Retype the rows below word for word, starting at the beginning of the rows and ending at the line that contains "left=210, top=241, right=1287, bottom=917", with both of those lines included.

━━━━━ Extracted records ━━━━━

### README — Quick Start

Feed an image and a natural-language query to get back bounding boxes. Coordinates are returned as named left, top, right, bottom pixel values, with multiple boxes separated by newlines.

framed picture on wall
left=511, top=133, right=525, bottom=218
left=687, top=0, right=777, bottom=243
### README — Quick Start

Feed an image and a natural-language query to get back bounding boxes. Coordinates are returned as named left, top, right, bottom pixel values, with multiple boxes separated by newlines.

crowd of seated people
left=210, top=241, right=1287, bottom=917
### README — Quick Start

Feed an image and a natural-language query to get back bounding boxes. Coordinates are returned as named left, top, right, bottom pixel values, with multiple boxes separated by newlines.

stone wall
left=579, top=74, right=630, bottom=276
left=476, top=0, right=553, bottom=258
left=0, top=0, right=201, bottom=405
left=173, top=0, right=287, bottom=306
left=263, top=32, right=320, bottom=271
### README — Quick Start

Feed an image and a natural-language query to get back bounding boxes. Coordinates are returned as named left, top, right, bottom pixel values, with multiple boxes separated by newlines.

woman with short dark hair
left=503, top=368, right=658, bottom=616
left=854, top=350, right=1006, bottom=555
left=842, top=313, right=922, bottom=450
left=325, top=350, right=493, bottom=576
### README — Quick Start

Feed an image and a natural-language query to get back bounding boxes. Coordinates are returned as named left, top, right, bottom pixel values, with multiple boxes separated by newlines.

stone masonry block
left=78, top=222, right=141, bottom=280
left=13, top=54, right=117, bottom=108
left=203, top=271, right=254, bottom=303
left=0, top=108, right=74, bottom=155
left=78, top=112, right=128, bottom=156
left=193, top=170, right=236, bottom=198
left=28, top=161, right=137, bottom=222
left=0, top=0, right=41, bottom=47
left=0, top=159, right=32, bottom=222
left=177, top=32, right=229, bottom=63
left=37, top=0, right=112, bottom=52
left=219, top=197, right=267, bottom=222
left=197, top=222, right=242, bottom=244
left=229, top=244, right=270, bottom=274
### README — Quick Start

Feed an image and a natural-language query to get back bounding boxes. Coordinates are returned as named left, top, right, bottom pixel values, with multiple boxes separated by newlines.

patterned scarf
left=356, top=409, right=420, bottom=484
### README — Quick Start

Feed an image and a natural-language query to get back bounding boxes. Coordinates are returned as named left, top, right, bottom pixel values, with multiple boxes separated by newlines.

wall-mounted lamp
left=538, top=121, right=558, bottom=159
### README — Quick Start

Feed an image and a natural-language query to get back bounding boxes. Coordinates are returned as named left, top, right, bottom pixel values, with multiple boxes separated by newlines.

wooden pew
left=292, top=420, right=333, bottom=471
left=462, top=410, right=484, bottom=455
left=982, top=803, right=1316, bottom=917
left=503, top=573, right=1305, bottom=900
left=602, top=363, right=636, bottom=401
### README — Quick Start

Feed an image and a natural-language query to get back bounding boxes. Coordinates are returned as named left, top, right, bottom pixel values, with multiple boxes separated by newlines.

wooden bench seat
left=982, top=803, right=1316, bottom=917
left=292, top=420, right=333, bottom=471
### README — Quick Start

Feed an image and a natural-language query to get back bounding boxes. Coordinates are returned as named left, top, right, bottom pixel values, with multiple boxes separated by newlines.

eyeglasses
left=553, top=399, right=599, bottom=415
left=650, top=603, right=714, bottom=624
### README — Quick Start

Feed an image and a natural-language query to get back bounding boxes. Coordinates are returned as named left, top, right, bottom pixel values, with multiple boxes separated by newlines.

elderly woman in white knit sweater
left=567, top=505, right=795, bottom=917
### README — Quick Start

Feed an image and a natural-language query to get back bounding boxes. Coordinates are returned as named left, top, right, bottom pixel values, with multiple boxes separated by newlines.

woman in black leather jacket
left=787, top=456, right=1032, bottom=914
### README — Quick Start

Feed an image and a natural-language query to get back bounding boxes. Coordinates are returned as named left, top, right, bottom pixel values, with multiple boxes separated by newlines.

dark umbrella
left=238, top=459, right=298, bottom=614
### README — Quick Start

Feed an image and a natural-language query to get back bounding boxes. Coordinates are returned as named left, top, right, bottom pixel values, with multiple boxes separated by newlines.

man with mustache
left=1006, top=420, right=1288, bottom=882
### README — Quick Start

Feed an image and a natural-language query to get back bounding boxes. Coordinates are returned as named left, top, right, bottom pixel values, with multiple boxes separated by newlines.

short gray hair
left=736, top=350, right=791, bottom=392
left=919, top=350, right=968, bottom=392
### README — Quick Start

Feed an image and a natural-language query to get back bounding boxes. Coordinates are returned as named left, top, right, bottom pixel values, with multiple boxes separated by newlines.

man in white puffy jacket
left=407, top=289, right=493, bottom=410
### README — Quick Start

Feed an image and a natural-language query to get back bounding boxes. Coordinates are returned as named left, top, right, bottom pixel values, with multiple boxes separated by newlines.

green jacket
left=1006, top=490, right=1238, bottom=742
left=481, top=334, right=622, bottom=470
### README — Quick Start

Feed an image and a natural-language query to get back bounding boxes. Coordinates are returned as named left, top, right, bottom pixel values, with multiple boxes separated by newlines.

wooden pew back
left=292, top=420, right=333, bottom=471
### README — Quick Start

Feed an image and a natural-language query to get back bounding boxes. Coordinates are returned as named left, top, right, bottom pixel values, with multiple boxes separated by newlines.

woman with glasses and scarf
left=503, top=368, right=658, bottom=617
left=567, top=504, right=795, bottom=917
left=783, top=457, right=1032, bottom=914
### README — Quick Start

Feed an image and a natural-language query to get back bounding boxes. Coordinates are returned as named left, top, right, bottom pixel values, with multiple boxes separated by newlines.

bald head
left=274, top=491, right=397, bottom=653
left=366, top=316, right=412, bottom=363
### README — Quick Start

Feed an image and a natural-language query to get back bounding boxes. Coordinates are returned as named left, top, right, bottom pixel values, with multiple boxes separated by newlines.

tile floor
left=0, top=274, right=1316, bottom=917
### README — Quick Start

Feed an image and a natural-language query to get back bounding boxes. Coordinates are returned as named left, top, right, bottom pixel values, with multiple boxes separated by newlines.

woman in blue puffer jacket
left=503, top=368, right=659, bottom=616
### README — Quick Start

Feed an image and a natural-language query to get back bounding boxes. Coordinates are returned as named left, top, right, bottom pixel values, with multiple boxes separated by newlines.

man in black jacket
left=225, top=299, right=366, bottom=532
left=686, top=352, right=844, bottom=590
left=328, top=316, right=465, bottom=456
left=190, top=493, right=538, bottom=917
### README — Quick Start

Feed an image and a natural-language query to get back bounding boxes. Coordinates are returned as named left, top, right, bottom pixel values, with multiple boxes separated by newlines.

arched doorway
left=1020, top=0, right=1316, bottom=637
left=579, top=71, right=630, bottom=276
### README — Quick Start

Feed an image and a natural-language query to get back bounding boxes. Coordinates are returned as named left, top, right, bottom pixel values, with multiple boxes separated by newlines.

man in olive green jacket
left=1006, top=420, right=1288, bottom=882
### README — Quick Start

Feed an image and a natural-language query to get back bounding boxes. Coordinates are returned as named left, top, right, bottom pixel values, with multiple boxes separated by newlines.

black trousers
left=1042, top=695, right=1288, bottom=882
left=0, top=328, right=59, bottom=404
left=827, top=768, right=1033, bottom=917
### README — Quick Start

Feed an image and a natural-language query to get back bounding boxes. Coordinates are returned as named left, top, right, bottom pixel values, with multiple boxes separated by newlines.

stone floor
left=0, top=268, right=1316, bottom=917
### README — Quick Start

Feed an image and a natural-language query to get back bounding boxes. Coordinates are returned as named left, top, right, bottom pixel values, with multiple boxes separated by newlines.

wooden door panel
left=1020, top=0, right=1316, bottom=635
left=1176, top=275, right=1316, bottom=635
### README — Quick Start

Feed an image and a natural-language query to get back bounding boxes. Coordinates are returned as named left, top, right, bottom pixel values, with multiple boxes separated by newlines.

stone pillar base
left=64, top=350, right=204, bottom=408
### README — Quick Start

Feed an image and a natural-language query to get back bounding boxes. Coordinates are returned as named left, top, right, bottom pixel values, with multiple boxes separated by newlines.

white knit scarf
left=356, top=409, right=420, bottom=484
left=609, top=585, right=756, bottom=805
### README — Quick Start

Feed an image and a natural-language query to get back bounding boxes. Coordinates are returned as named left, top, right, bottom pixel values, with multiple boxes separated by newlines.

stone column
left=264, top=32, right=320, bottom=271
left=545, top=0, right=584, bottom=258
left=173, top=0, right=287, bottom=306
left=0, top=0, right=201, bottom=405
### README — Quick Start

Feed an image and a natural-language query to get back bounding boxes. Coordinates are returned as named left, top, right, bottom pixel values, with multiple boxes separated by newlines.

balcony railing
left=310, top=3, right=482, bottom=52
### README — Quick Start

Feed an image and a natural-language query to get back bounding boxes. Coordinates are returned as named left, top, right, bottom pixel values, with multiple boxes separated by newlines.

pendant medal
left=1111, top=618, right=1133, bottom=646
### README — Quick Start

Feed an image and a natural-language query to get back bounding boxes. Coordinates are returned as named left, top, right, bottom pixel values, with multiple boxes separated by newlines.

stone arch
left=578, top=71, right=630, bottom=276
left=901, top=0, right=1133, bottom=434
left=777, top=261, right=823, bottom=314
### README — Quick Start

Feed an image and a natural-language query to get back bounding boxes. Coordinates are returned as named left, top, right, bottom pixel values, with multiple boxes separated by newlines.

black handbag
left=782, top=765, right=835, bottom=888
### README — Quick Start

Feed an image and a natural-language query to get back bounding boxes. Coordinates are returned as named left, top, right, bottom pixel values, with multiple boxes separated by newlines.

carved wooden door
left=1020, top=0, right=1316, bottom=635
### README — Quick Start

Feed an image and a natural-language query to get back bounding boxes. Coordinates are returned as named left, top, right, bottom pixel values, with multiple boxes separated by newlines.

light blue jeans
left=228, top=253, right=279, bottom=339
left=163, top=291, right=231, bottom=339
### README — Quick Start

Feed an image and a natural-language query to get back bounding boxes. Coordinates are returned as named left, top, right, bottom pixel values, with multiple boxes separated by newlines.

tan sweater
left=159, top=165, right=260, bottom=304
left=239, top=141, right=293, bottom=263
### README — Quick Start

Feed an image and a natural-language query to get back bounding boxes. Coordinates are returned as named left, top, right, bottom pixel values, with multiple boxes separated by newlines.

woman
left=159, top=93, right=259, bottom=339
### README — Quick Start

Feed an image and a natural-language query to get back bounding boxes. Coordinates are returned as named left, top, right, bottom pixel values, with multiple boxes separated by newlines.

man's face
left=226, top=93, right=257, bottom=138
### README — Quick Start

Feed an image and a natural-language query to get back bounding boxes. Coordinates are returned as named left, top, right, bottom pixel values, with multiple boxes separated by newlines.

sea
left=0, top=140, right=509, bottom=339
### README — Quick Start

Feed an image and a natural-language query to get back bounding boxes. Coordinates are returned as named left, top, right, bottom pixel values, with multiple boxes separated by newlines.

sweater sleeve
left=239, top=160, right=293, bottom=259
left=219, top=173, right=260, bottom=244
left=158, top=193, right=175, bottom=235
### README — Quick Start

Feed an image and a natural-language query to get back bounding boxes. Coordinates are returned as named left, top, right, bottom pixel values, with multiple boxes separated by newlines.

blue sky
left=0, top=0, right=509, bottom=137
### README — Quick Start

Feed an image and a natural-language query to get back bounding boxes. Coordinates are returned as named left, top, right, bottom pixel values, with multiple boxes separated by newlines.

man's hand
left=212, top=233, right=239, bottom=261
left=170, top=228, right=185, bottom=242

━━━━━

## Exercise solution
### README — Quick Start

Feed an image and a natural-language query to get back bounding boxes. Coordinates are returned as named left, top, right, bottom pixel values, with multiple boxes separated by newlines.

framed picture on wall
left=511, top=133, right=525, bottom=218
left=687, top=0, right=777, bottom=243
### README — Quick Start

Feed an image and a natural-language query to get back bounding boxes. Coordinates are returned as named left, top, right, bottom pixel values, with multiple boxes separated by newlines.

crowd of seated people
left=210, top=241, right=1287, bottom=917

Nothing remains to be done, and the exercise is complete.